Copy each of the items below word for word.

## Start

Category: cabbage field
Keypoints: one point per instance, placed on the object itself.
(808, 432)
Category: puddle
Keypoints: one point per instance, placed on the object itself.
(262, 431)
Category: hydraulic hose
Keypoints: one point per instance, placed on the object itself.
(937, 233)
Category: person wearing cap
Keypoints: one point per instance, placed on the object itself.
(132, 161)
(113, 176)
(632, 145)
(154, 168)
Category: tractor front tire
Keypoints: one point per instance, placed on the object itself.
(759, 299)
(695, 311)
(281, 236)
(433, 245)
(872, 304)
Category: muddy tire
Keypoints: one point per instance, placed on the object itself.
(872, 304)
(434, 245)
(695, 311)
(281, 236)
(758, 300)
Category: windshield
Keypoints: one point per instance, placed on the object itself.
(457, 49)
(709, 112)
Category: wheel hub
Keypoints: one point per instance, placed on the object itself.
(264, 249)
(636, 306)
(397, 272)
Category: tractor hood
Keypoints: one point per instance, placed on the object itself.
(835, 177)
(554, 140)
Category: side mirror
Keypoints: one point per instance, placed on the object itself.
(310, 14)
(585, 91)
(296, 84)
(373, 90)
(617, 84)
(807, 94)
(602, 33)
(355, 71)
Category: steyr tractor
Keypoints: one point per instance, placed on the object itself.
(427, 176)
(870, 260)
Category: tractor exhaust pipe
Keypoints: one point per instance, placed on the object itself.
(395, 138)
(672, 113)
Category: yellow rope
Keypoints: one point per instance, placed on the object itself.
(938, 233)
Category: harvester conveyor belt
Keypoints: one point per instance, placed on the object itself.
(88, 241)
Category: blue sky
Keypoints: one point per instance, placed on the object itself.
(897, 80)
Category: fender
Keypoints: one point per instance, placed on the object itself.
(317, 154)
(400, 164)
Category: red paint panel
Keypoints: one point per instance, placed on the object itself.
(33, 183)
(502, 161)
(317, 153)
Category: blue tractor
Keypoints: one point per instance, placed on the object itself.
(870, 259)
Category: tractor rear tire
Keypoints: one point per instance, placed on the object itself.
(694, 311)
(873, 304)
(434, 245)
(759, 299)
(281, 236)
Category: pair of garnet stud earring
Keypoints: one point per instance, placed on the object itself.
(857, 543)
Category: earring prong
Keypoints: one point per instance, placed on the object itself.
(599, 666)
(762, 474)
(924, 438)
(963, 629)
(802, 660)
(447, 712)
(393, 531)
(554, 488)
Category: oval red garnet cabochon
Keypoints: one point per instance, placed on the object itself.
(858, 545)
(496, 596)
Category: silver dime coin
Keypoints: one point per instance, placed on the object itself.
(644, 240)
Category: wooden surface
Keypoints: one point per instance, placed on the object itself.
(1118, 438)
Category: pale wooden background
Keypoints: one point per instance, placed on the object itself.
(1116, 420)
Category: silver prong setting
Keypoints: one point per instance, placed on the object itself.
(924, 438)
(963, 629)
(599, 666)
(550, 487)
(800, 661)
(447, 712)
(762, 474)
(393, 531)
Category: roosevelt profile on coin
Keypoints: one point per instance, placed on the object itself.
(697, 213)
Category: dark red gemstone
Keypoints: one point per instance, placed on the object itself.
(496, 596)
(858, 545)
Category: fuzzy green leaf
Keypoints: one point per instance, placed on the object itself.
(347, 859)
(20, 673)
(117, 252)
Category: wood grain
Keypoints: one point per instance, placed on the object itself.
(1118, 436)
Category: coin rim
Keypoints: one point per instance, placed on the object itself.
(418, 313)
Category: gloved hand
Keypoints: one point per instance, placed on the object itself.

## End

> **Solution for this exercise**:
Category: cabbage field
Keypoints: one point per instance, placed on the object itself.
(808, 432)
Category: puddle
Keypoints: one point per instance, placed on the object itself.
(262, 431)
Category: hydraulic hose
Keypoints: one point per instance, placed on the object itself.
(937, 233)
Category: person wearing cap
Keypoints: one point per instance, placed on the object itself.
(132, 161)
(113, 176)
(632, 145)
(154, 168)
Category: tractor front tire
Keypoints: one point per instance, placed on the object itself.
(759, 299)
(695, 311)
(281, 236)
(433, 245)
(872, 304)
Category: muddy tire
Keypoints: one point per instance, placed on the object itself.
(872, 304)
(434, 245)
(695, 311)
(281, 236)
(758, 300)
Category: windshield
Keypoints: one point per instance, placed on the object itself.
(457, 49)
(709, 112)
Category: wheel hub
Keypoints: one point per instance, placed on the object itself.
(264, 249)
(636, 306)
(397, 272)
Category: tractor hood
Keypoints: one point per instance, placed on the object itself.
(835, 177)
(554, 140)
Category: side mirror
Keypoints: one point per instance, placed on the object itself.
(310, 14)
(585, 91)
(296, 84)
(373, 90)
(617, 84)
(807, 94)
(602, 33)
(355, 71)
Category: steyr tractor
Keypoints: one point per instance, placed on the object itself.
(427, 176)
(870, 260)
Category: tractor exhaust pipe
Keypoints: one point per instance, placed on the object itself.
(395, 138)
(672, 113)
Category: yellow rope
Keypoints: one point per instance, placed on the object itself.
(938, 233)
Category: harvester conveyor belt
Keypoints: one point per instance, placed on the object itself.
(88, 241)
Category: blue sky
Keypoints: one point per instance, placed on the object itself.
(897, 80)
Category: fender
Keypoints: one point per instance, placed on the object itself.
(317, 154)
(400, 164)
Category: red paint panel
Keypoints: one point per instance, placed on the object itself.
(33, 183)
(502, 161)
(317, 153)
Category: blue tractor
Keypoints: one point per instance, placed on the object itself.
(870, 259)
Category: tractor rear tire
Keypoints: one point per instance, placed on the object itself.
(694, 311)
(873, 304)
(434, 245)
(759, 299)
(281, 236)
Category: pair of garnet stud earring
Keypoints: one point per instance, placed on the object itself.
(857, 543)
Category: earring prong
Keypoints: one point per instance, placed on the object itself.
(599, 666)
(762, 474)
(924, 438)
(963, 629)
(802, 660)
(447, 712)
(393, 531)
(554, 488)
Category: oval red garnet cabochon
Keypoints: one point per instance, placed on the object itself.
(858, 545)
(496, 596)
Category: silver dime coin
Keypoints: one point per instance, placed on the object itself.
(644, 240)
Category: wooden surface
Keypoints: one point per instance, placed on the object itself.
(1118, 438)
Category: pale wooden background
Keypoints: one point per instance, placed on the object itself.
(1116, 420)
Category: silver prong setting
Keypoints: one point per instance, placed on the object itself.
(924, 438)
(963, 629)
(599, 666)
(550, 487)
(800, 661)
(447, 712)
(762, 474)
(393, 531)
Category: roosevelt profile on coin
Keypoints: one point per instance, placed on the object itself.
(697, 213)
Category: dark red gemstone
Keypoints: one point per instance, placed on the object itself.
(496, 596)
(858, 545)
Category: fuzzy green leaf
Keypoints: one point per instance, placed on the object itself.
(347, 859)
(20, 673)
(117, 252)
Category: wood grain
Keypoints: one point per instance, placed on the object itself.
(1118, 436)
Category: coin rim
Keypoints: one point per instance, placed on the object itself.
(418, 313)
Category: gloved hand
Keypoints: one point per instance, placed on the object itself.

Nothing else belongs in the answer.